QUESTIONS ON THE MATERIAL -
- A) Who are the people the billboard article names as taking part in the For Freedoms campaign?
- B) Reproduce the billboard article word for word from "US Billboard Campaign" to "months of 2021.".

SUPPLIED PASSAGE -

US Billboard Campaign Protests Violence Against AAPI Communities
By Sara Raza
Following a wave of violent acts against members of the Asian, Asian American, and Pacific Islander (AAPI) communities in the United States, the artist-led group For Freedoms is mounting a nationwide series of 40 billboards designed by AAPI artists. The rapid-response public-art campaign decries anti-AAPI hate, which has escalated dramatically in the US since the Covid-19 pandemic began and intensified further in the early months of 2021.
For Freedoms’ latest campaign, curated by the collective’s co-founder Michelle Woo and muralist Erin Yoshi, enlisted the support of digital technologist JiaJia Fei to invite artists to create a patchwork of images of solidarity dotted across American cities. Speaking to AAP, Michelle Woo stated, “This campaign is part of a much broader mandate that will include public programs and educational advocacy.”
Responding to one of the most atrocious attacks this year, the fatal shooting of eight people at three Atlanta area spas, Hawaii-based artist Taiji Terasaki created Past-Present (2021), a digital lenticular billboard that drew from historical events from the collective memory of 20th and 21st century Asian American history. The word “PAST” runs alongside a black-and-white photo of three Japanese boys standing behind a barbed-wire fence—a stark reminder of the Japanese American internment camps during the early 1940s. This is juxtaposed with a contemporary image of peaceful protestors participating at a vigil, accompanied by the word “PRESENT.”

Natural language region descriptions
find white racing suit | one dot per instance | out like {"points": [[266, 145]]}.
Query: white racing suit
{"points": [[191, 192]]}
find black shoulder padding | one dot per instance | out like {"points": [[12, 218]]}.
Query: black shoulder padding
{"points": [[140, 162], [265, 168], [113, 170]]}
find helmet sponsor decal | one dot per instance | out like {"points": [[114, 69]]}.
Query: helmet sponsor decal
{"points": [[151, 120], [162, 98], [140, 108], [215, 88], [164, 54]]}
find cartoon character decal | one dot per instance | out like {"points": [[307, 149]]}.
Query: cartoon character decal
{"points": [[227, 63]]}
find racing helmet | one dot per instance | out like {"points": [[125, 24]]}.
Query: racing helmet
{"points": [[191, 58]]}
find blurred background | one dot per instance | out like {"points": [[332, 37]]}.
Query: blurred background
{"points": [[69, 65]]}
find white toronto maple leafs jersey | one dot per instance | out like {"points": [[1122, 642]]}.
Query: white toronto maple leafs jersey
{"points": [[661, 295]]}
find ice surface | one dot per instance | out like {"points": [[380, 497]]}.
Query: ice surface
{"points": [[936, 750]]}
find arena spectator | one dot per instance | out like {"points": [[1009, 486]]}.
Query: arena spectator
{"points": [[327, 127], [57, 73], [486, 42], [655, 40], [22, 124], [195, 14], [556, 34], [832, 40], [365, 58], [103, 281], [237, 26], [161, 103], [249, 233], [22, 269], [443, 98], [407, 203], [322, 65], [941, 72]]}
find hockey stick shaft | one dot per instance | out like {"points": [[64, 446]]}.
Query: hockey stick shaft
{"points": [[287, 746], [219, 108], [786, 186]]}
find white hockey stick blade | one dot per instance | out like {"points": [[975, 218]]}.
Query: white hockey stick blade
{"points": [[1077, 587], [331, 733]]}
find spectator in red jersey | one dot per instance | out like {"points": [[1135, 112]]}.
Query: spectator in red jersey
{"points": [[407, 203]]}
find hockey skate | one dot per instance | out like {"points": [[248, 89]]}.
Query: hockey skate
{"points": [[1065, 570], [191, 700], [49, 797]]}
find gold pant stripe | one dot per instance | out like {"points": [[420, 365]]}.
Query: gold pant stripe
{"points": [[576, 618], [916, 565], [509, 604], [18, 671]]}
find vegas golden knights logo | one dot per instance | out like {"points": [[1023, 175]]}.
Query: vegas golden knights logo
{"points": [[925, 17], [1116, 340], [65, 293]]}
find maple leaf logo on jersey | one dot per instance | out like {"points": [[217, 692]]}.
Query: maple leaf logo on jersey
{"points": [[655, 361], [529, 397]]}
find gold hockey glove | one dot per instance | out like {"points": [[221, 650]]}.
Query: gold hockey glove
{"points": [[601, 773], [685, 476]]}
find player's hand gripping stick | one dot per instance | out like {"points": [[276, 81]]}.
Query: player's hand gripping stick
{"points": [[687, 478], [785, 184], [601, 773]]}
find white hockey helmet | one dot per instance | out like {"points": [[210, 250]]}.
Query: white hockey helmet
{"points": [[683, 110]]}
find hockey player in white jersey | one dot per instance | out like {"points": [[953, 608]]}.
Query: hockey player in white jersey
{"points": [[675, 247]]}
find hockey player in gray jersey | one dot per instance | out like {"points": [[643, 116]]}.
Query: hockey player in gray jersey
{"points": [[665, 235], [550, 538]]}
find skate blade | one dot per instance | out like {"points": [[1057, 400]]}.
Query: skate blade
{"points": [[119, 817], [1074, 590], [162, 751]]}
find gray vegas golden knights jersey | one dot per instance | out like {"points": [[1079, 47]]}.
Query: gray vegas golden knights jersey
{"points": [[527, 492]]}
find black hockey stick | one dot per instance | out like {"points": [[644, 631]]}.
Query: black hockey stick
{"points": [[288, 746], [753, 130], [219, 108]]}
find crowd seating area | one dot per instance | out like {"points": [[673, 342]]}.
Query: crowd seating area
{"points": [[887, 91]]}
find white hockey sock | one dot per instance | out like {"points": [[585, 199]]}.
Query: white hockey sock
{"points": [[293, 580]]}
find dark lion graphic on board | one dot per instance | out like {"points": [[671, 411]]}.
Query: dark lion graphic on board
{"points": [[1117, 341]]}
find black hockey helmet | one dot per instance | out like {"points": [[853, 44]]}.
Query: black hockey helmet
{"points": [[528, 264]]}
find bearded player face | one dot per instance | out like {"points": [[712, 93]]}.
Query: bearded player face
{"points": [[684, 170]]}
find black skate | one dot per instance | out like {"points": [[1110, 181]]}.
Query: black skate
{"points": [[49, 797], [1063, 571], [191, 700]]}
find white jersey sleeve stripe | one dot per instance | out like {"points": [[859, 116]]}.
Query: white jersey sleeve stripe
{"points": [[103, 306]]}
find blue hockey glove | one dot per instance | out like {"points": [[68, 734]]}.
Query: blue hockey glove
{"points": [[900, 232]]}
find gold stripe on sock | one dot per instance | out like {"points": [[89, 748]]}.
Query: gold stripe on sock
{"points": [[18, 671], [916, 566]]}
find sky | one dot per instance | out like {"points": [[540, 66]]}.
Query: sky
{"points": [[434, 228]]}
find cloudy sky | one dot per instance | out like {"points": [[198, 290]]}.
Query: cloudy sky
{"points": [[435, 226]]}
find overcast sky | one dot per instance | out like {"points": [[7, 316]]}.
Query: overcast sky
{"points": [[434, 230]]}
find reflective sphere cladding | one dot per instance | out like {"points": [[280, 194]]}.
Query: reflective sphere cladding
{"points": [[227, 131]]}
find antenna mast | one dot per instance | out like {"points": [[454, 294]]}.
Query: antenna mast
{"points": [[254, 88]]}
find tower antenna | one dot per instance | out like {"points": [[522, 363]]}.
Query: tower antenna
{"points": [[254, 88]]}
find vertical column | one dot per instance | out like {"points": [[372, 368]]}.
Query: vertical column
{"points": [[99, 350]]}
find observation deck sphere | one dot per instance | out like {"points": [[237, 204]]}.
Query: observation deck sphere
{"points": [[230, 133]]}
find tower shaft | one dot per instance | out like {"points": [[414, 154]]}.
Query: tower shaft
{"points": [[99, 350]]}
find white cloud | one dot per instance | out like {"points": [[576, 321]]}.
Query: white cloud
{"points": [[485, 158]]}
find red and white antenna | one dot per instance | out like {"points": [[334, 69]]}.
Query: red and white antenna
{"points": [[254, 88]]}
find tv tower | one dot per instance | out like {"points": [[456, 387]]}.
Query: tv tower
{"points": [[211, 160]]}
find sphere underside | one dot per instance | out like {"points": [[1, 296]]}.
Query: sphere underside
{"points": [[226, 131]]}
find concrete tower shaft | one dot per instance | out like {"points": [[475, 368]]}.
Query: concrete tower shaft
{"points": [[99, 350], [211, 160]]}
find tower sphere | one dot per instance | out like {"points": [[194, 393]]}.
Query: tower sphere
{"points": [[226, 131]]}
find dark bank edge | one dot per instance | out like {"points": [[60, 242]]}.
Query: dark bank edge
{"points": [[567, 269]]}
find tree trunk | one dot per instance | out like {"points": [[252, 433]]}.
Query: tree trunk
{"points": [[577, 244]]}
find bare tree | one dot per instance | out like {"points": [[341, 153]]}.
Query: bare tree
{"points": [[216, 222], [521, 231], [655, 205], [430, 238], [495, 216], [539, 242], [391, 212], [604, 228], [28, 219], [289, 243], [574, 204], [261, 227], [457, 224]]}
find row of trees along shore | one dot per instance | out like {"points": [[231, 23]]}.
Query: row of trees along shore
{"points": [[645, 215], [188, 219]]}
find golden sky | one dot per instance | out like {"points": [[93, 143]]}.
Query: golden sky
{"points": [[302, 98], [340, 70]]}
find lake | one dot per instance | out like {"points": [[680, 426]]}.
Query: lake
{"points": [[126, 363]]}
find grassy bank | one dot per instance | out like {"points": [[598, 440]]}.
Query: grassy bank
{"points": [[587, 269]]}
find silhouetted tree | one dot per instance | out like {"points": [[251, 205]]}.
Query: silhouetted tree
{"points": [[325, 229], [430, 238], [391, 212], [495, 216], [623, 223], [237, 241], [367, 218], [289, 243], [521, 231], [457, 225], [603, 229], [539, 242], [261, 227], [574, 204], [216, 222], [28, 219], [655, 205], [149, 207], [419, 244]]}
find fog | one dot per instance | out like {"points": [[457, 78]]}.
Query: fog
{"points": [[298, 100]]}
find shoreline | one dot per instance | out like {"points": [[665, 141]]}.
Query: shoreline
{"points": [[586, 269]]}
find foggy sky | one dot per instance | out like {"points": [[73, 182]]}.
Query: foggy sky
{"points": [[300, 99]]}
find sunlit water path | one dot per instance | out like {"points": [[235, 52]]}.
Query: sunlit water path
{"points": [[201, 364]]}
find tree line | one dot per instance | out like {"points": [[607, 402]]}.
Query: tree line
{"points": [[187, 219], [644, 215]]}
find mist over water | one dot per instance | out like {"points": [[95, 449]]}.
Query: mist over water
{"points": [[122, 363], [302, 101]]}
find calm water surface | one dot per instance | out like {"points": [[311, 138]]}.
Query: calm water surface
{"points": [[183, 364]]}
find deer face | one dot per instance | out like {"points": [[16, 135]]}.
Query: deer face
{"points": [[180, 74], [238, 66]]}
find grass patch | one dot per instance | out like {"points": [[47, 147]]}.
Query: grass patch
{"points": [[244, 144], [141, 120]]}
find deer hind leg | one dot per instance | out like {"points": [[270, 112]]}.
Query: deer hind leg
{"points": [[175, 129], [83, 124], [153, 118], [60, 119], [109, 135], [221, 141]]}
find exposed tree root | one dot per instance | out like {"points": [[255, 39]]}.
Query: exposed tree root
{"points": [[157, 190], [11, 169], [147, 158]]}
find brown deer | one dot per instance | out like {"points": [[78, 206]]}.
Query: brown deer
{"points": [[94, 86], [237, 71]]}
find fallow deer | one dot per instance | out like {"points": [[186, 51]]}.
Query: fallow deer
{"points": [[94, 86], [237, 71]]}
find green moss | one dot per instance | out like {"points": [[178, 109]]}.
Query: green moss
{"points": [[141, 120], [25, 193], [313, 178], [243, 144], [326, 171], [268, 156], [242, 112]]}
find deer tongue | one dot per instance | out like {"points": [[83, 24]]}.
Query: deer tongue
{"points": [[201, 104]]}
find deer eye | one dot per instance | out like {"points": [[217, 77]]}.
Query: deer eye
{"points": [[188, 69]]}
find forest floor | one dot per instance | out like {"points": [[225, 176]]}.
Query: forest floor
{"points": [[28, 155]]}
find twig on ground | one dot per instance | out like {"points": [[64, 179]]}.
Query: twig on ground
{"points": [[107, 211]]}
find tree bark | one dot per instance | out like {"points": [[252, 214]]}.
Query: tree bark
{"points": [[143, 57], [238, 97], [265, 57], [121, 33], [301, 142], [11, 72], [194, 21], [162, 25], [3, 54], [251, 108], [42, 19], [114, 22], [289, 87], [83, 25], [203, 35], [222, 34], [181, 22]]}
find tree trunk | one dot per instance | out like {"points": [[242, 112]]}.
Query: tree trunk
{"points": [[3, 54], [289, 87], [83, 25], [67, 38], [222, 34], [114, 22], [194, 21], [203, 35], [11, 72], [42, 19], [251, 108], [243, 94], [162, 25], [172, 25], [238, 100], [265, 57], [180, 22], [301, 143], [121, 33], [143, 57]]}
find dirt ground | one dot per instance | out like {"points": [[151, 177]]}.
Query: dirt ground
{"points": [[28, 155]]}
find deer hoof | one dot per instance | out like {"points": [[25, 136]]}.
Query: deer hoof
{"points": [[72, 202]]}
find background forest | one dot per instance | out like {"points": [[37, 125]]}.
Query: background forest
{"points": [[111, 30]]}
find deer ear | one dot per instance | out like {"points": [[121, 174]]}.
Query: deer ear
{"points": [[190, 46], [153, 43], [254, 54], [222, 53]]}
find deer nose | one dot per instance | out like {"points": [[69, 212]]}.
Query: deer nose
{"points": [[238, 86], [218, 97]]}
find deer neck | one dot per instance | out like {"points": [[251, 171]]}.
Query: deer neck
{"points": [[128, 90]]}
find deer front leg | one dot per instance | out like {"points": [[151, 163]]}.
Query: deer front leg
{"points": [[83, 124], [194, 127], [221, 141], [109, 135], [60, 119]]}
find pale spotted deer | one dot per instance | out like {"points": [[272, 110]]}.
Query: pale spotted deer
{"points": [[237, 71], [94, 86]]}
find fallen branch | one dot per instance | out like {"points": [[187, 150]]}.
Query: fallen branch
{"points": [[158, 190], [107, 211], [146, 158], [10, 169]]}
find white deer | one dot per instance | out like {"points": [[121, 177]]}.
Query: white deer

TASK SOLUTIONS -
- A) Michelle Woo, Erin Yoshi, JiaJia Fei, Taiji Terasaki

- B)
US Billboard Campaign Protests Violence Against AAPI Communities
By Sara Raza
Following a wave of violent acts against members of the Asian, Asian American, and Pacific Islander (AAPI) communities in the United States, the artist-led group For Freedoms is mounting a nationwide series of 40 billboards designed by AAPI artists. The rapid-response public-art campaign decries anti-AAPI hate, which has escalated dramatically in the US since the Covid-19 pandemic began and intensified further in the early months of 2021.